=== CONSIGNE A ===
Transcrivez fidèlement l'entretien avec Antoine Pesle, depuis « AP : Voilà, entièrement. » jusqu'à « ça me ravit. ».

::: TEXTE À LIRE

À l’aube de la parution de son premier album et de son intervention sur la scène du MaMA Festival, nous avons rencontré Antoine Pesle qui nous a parlé de son album Hi-fi Romance, sa construction, son rapport à ses influences et la vision de son projet.
La Face B : Pour commencer, bonjour Antoine, comment ça va ?
Antoine Pesle: Ça va bien. Je vais bien.
LFB : On s’est rencontrés il y a quelques mois et tu nous avais présenté ton parcours dans la musique. Aujourd’hui, après des années de travail sur de nombreux projets, tu sors ton album, à toi. Qu’est-ce que ça te fait ?
AP : Je suis bien content que ça arrive cette affaire, il est temps que ça sorte. Je suis plus la tête dans le prochain que dans celui-là pour tout t’avouer. J’ai déjà pas mal de choses en tête, je voulais passer à l’action. Et puis là je suis passé un peu à la phase live avec le groupe et du coup, les morceaux vivent plus avec le son du groupe qu’avec le son de l’album, mais c’est cool, tout va bien. C’est super.
LFB : Pour le deuxième album dont tu parles, il y a des choses que tu aurais envie de changer ?
AP : Déjà, je n’écrirai plus en anglais. J’écrirai en français, peut-être un peu en italien, je vais voir. Et puis j’ai envie de confier la production de l’album à quelqu’un d’autre, même si j’y mettrai toujours mon nez, parce que je ne saurais pas faire autrement.
LFB : Sur ton premier album, c’est toi qui a fait la production ?
AP : Voilà, entièrement. Je voulais avoir la mainmise sur tout, je voulais que ce soit fait dans mon studio, avec mes instruments que j’avais achetés. Et là j’ai bien envie de moins bosser dessus et de plus laisser les choses respirer. Que l’album soit moins chargé de temps, de boulot, de choses un peu laborieuses que pour le premier, même si c’était quand même très plaisant à faire, c’était assez minutieux.
LFB : Quand on écoute ton album, on a envie de faire l’amour en l’écoutant, est-ce ce normal ?
AP : On me dit souvent ça, j’ai du mal à comprendre parce que moi je ne sais pas faire l’amour en écoutant de la musique, étant donné que la musique me distrait bien trop et que j’aime bien être concentré quand je fais quelque chose. Les gens font ce qu’ils veulent, je suis ravi si cet album évolue avec des ébats amoureux, ça me ravit.
LFB : Cet album, comment tu l’as composé ?
AP : Ah, ce sont des processus assez longs. Longs et moindres. Il y a un titre qui a été plié en une journée et un autre en huit ans, donc tu vois je ne vais pas te dire qu’il y a un processus cohérent. Il y a des titres qui ont subi dix versions différentes et il y a des titres qui en ont une seule. Moi, je fonctionne un peu comme tous les esprits d’aujourd’hui, avec des références. J’ai une tête médiathèque, une tête sampler… Je mélange plein d’influences qui ne se ressentent pas forcément à la fin. Les choses qui font référence aux oreilles des gens, quand ils entendent, ne sont pas forcément celles qui ont motivé le truc. Même s’il y a un background de musique Noire américaine 70s, 80s, avec un peu les goûts de la production d’aujourd’hui parce que je suis toujours attentif à ce qui se fait aujourd’hui. Mais bon, il y a des musiciens qui interviennent, il y a des processus conventionnels d’enregistrement avec des musiciens, il y a des trucs plus de l’ordre du geeking et de la bidouille à l’ordinateur et tout ça mélangé, ça donne des morceaux tels qu’ils sont là.

::::::

=== CONSIGNE B ===
Mettez au format liste JSON de chaînes les lignes des entrées ci-dessous, de la ligne contenant « Annotation task — point out every instance of the stone » jusqu'à celle contenant « [(502, 543)] », bornes incluses. Une chaîne par ligne, lignes vides exclues.

::: DONNÉES D'ENTRÉE

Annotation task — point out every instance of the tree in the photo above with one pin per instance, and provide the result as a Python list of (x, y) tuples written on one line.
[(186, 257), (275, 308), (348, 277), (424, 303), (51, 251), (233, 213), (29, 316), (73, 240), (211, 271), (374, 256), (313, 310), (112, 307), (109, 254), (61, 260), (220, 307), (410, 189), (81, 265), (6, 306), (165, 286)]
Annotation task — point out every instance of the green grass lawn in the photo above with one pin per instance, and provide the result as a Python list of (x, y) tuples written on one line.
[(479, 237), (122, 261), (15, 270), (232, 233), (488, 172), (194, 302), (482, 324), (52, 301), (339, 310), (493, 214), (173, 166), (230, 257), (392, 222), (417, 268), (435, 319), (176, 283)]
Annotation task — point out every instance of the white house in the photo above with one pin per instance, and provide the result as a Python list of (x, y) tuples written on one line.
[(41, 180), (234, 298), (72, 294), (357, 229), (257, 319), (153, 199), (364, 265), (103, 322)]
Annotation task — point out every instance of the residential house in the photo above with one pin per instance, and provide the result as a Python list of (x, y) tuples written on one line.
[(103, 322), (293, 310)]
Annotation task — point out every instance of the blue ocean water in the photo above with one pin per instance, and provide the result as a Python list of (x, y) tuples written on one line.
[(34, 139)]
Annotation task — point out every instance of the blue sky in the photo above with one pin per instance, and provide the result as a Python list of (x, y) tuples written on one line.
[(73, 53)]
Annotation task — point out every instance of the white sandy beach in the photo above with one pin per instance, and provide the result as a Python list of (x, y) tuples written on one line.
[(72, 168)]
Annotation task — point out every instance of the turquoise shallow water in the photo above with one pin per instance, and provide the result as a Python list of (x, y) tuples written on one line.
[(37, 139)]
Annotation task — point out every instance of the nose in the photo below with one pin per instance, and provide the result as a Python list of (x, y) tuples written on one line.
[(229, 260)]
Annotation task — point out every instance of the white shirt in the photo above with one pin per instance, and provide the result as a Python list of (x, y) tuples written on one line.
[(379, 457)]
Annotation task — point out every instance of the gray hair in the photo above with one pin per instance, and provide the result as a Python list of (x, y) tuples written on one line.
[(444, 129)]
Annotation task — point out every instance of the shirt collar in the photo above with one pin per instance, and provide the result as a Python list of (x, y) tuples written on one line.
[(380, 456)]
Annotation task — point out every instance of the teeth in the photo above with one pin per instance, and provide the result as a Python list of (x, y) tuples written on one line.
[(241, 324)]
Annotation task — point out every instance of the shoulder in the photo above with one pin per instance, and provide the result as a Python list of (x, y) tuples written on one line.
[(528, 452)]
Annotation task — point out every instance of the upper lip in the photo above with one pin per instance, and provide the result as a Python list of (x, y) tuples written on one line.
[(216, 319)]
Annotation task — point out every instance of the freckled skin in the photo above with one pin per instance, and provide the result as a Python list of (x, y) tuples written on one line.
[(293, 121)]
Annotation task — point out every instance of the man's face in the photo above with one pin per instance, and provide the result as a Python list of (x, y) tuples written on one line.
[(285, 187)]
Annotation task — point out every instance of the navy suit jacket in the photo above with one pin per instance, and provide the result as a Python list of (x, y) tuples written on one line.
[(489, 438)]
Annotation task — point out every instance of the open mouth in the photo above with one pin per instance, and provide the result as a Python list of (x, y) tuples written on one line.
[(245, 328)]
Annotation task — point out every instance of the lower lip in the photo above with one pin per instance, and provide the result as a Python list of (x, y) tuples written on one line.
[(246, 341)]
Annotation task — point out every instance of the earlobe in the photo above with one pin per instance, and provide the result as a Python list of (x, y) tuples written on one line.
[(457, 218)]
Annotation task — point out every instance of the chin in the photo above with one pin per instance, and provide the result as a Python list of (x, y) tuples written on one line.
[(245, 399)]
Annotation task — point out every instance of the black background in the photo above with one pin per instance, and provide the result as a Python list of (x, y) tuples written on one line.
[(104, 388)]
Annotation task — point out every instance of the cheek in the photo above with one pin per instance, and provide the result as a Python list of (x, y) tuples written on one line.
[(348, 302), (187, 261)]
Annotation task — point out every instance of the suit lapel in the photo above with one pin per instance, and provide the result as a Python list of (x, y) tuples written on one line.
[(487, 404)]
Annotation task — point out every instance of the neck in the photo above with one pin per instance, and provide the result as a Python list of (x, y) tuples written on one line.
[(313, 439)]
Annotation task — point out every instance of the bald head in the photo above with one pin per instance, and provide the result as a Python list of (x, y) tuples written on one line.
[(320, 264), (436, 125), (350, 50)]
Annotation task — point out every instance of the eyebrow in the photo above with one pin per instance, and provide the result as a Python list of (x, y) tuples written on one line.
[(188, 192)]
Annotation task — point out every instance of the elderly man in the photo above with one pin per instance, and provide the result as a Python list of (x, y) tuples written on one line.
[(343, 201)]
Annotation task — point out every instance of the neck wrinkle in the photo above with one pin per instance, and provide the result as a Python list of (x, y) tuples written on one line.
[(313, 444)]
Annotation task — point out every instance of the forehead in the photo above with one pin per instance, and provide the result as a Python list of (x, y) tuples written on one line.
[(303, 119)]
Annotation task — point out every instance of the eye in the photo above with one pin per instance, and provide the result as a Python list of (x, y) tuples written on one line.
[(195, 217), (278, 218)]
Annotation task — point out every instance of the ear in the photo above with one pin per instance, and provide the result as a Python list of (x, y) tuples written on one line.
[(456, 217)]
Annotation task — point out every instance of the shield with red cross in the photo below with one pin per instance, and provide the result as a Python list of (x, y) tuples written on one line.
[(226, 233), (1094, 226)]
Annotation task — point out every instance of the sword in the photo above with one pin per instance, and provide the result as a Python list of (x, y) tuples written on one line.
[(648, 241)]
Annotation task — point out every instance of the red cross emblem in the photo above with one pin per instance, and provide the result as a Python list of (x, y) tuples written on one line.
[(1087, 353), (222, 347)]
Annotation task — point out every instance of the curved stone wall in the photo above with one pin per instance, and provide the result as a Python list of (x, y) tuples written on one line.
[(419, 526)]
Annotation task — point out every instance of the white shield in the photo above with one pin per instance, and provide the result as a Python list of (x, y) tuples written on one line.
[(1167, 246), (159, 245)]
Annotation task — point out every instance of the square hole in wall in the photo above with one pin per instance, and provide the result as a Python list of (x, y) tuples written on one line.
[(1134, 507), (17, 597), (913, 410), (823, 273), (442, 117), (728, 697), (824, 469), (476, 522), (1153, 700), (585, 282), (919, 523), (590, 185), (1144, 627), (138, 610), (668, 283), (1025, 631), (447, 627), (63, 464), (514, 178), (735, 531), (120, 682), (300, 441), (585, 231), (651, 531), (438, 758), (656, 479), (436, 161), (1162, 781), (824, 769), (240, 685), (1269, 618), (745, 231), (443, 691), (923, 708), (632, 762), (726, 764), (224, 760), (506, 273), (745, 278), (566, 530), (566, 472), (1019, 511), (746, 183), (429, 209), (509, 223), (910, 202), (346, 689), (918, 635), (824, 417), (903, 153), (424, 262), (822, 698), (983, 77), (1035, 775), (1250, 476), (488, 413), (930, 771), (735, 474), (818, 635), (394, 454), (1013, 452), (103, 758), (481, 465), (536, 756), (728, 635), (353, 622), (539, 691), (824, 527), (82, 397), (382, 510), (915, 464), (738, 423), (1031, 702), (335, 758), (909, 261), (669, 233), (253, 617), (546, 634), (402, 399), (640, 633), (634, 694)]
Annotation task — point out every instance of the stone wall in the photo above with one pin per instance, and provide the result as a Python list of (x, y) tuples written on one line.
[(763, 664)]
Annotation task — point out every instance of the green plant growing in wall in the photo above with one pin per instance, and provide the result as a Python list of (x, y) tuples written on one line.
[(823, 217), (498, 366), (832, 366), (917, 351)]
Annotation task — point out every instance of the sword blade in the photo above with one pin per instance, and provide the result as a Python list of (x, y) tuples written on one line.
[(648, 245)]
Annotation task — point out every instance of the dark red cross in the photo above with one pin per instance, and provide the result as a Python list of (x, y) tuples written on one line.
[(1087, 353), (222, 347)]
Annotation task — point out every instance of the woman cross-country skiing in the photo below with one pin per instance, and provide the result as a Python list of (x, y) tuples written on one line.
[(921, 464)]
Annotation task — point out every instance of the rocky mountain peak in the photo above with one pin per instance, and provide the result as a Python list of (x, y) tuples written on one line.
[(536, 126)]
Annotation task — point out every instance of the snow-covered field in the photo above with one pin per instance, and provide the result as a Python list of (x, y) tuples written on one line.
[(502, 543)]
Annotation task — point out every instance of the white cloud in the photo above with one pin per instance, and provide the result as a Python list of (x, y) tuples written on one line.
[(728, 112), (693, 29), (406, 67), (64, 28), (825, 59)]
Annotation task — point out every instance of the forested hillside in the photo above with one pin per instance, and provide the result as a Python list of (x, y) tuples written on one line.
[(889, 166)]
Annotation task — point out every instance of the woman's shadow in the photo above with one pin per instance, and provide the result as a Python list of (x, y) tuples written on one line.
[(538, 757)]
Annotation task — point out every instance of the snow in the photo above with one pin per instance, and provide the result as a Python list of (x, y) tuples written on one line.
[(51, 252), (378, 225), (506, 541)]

::::::

=== CORRIGÉ A ===
AP : Voilà, entièrement. Je voulais avoir la mainmise sur tout, je voulais que ce soit fait dans mon studio, avec mes instruments que j’avais achetés. Et là j’ai bien envie de moins bosser dessus et de plus laisser les choses respirer. Que l’album soit moins chargé de temps, de boulot, de choses un peu laborieuses que pour le premier, même si c’était quand même très plaisant à faire, c’était assez minutieux.
LFB : Quand on écoute ton album, on a envie de faire l’amour en l’écoutant, est-ce ce normal ?
AP : On me dit souvent ça, j’ai du mal à comprendre parce que moi je ne sais pas faire l’amour en écoutant de la musique, étant donné que la musique me distrait bien trop et que j’aime bien être concentré quand je fais quelque chose. Les gens font ce qu’ils veulent, je suis ravi si cet album évolue avec des ébats amoureux, ça me ravit.

=== CORRIGÉ B ===
[
  "Annotation task — point out every instance of the stone wall in the photo above with one pin per instance, and provide the result as a Python list of (x, y) tuples written on one line.",
  "[(763, 664)]",
  "Annotation task — point out every instance of the green plant growing in wall in the photo above with one pin per instance, and provide the result as a Python list of (x, y) tuples written on one line.",
  "[(823, 217), (498, 366), (832, 366), (917, 351)]",
  "Annotation task — point out every instance of the sword blade in the photo above with one pin per instance, and provide the result as a Python list of (x, y) tuples written on one line.",
  "[(648, 245)]",
  "Annotation task — point out every instance of the dark red cross in the photo above with one pin per instance, and provide the result as a Python list of (x, y) tuples written on one line.",
  "[(1087, 353), (222, 347)]",
  "Annotation task — point out every instance of the woman cross-country skiing in the photo below with one pin per instance, and provide the result as a Python list of (x, y) tuples written on one line.",
  "[(921, 464)]",
  "Annotation task — point out every instance of the rocky mountain peak in the photo above with one pin per instance, and provide the result as a Python list of (x, y) tuples written on one line.",
  "[(536, 126)]",
  "Annotation task — point out every instance of the snow-covered field in the photo above with one pin per instance, and provide the result as a Python list of (x, y) tuples written on one line.",
  "[(502, 543)]"
]